>> start GIVEN PASSAGE
Just kidding! Yeah I agree a good vocabulary is very important, but there are many people who just use it to try to appear superior to others.


----------



## Darwin (Apr 7, 2009)

Extensive vocabulary = success. Who knew??:w00t:


----------



## Leo G (May 12, 2005)

I sucked at vocabulary, english and such to do with words. I excelled in math, science and real world effects. And here I am, the president of my company. :w00t:


----------



## deckndave (Nov 24, 2008)

I totally %$#king agree, vocabulary is very *&#king important!:thumbsup::thumbsup:


----------



## Trim40 (Jan 27, 2009)

So, if I had paid more in school, I:
could be wearing a clip on tie w/ a short sleeve shirt
should be working in a cubicle farm
would be posting on the diy board asking how to replace a door knob.
could be a politican, they use a lot of words to say nothing.

I'm happy I paid more attention in shop class than english class.
They can use them fitty cent words to call me names, just don't call me late for dinner.


----------



## pcplumber (Oct 12, 2008)

*My Fair Lady*

How many contractors have seen the movie My Fair Lady. The movie was based on a professor's ability to tell the social status of a person by the way they speak. I think this is one of the best movies ever made.

Vocabulary, or the way a person speaks definitely seems to tell a lot about a person, but many people have speech impediments and they are geniuses in many ways.


----------



## MALCO.New.York (Feb 27, 2008)

An example spoken by the most adorable Woman who has ever Graced the Earth.

Accompanied by a Fantastic Narrative about the English Language spoken by a talent nonpareil!






http://www.youtube.com/watch?v=sG9ID4ncrTU&feature=related



My Mother JAMMED this down my Brain and Throat growing up!

I never did understand...............Until the day that it actually meant something.


----------



## silvertree (Jul 22, 2007)

Doesn't explain you must be comfortable with your dialogues.
>> end GIVEN PASSAGE
>> start EXTRACTED MATERIAL
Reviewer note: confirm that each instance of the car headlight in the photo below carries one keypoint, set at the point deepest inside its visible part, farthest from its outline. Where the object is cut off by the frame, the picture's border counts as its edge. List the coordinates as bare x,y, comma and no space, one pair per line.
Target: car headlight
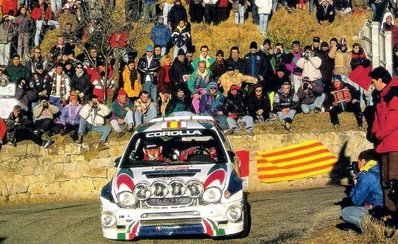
194,189
212,195
159,189
126,199
234,213
177,188
142,191
108,219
>> end EXTRACTED MATERIAL
▶ TASKS TO COMPLETE:
**1)** In the forum thread, what does pcplumber say the movie My Fair Lady was based on?
**2)** Write out the stretch of the forum thread from "I'm happy I" through "late for dinner.".

▶ RESPONSES BY TASK:
**1)** A professor's ability to tell a person's social status by the way they speak.

**2)**
I'm happy I paid more attention in shop class than english class.
They can use them fitty cent words to call me names, just don't call me late for dinner.